-- What the exercise asks --
Output every entry exactly as given.
☆ ☆ ☆ ☆
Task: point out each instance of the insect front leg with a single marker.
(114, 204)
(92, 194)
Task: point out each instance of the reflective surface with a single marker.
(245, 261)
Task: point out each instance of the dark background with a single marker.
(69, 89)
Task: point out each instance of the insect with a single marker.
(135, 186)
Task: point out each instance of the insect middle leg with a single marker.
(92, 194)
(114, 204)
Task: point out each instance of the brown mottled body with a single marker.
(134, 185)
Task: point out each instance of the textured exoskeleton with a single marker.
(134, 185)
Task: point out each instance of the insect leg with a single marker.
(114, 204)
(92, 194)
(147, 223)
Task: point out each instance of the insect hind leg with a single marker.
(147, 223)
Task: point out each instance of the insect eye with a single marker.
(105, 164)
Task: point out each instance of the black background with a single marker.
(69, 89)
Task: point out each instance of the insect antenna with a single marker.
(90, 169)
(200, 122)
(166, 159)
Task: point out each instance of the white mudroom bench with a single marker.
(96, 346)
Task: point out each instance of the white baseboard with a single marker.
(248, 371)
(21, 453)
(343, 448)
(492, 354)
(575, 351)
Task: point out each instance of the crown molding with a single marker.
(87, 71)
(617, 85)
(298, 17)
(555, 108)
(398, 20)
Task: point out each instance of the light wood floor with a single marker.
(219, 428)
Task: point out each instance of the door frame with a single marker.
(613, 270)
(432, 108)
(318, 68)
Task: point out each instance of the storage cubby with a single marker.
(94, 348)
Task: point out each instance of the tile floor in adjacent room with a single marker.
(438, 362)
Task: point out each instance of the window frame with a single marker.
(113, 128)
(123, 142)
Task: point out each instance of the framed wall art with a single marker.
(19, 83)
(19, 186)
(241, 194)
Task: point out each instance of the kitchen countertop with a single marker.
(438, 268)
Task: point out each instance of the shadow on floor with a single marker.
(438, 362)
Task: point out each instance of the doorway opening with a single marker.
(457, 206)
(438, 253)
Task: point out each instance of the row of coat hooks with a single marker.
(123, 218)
☆ ☆ ☆ ☆
-- Problem solution --
Task: point out each instance of the insect front leg with a single marker.
(114, 204)
(92, 194)
Task: point out each instance of the reflective surface with a single marker.
(245, 261)
Task: point out each instance of the dark background with a single marker.
(69, 89)
Task: point out each instance of the insect with a single marker.
(135, 186)
Task: point out each instance of the insect middle leg with a single marker.
(92, 194)
(114, 204)
Task: point out each instance of the brown mottled body with a single marker.
(134, 185)
Task: point out each instance of the textured exoskeleton with a single marker.
(134, 185)
Task: point out each instance of the insect leg with a single marker.
(114, 204)
(92, 194)
(147, 223)
Task: point out each instance of the insect hind leg with a single marker.
(147, 223)
Task: point out each instance of the insect eye with a single marker.
(105, 164)
Task: point out each instance of the black background with a single marker.
(69, 89)
Task: point out each instance of the insect antenna with a single marker.
(90, 169)
(200, 122)
(166, 159)
Task: point out each instance of the white mudroom bench with a single marker.
(96, 346)
Task: point out each instance of the white baseboard with a single marker.
(248, 371)
(21, 453)
(343, 448)
(492, 354)
(575, 351)
Task: point out each instance of the crown molding with a single marker.
(87, 71)
(617, 85)
(298, 17)
(555, 108)
(398, 20)
Task: point out each instance of the light wood floor with a single marker.
(219, 428)
Task: point out each instance of the door frame with a single marker.
(613, 270)
(432, 108)
(318, 68)
Task: point out each instance of the storage cubby with a single marker.
(94, 348)
Task: point out each instance of the tile floor in adjacent room with a single marker.
(438, 362)
Task: point out each instance of the window frame with a single marker.
(113, 128)
(123, 142)
Task: point out each instance of the framed wall art with a single marker.
(19, 83)
(19, 186)
(241, 194)
Task: point out each instance of the kitchen countertop with a single marker.
(438, 268)
Task: point out each instance of the shadow on floor with a single marker.
(438, 362)
Task: point out each instance of the doorway opening with a single marker.
(457, 206)
(438, 253)
Task: point out each instance of the row of coat hooks with a single marker.
(123, 218)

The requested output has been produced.